Descrição do exercício - Extraia do texto fornecido o trecho compreendido entre "Um outro lado" e "de tais determinações.", inclusive, sem alterar nenhuma palavra.

##### Texto fornecido

Dentro desse contexto o que é agravante é que suas ausências diante de tais intervenções, que compõem o bojo do processo judicial, são avaliadas, muitas vezes, como desistência, como a confirmação de que não querem ajuda e identifica-se que essa é uma compreensão que está em toda a rede de atendimento. O contexto social e de vida de uma parcela considerável das mulheres que estão recebendo algum nível de ação da rede de atendimento frequentemente não é considerado.

Um outro lado da questão que tenho pensado e vivenciado no atendimento das mulheres, ultimamente, diz respeito as situações em que elas recebem o devido acolhimento jurídico e de proteção conforme a legislação específica, mas que pode ter como desdobramento também a revitimização. Como exemplo, trago o caso da colocação das tornozeleiras eletrônicas, que são geralmente determinadas pelo judiciário em processos recorrentes, nos quais ocorreram descumprimento grave de medida protetiva e que, o advento da pandemia de SARS-CoV-2, propiciou a maior ocorrência de tais determinações.

##########
##### Extrato do material

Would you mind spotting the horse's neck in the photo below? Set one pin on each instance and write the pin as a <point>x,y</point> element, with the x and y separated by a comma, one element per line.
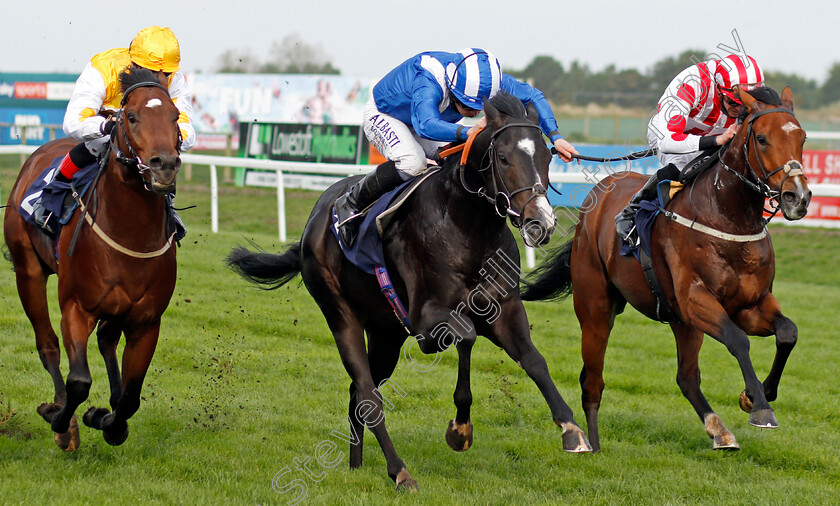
<point>731,201</point>
<point>125,206</point>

##########

Resultado da tarefa -
Um outro lado da questão que tenho pensado e vivenciado no atendimento das mulheres, ultimamente, diz respeito as situações em que elas recebem o devido acolhimento jurídico e de proteção conforme a legislação específica, mas que pode ter como desdobramento também a revitimização. Como exemplo, trago o caso da colocação das tornozeleiras eletrônicas, que são geralmente determinadas pelo judiciário em processos recorrentes, nos quais ocorreram descumprimento grave de medida protetiva e que, o advento da pandemia de SARS-CoV-2, propiciou a maior ocorrência de tais determinações.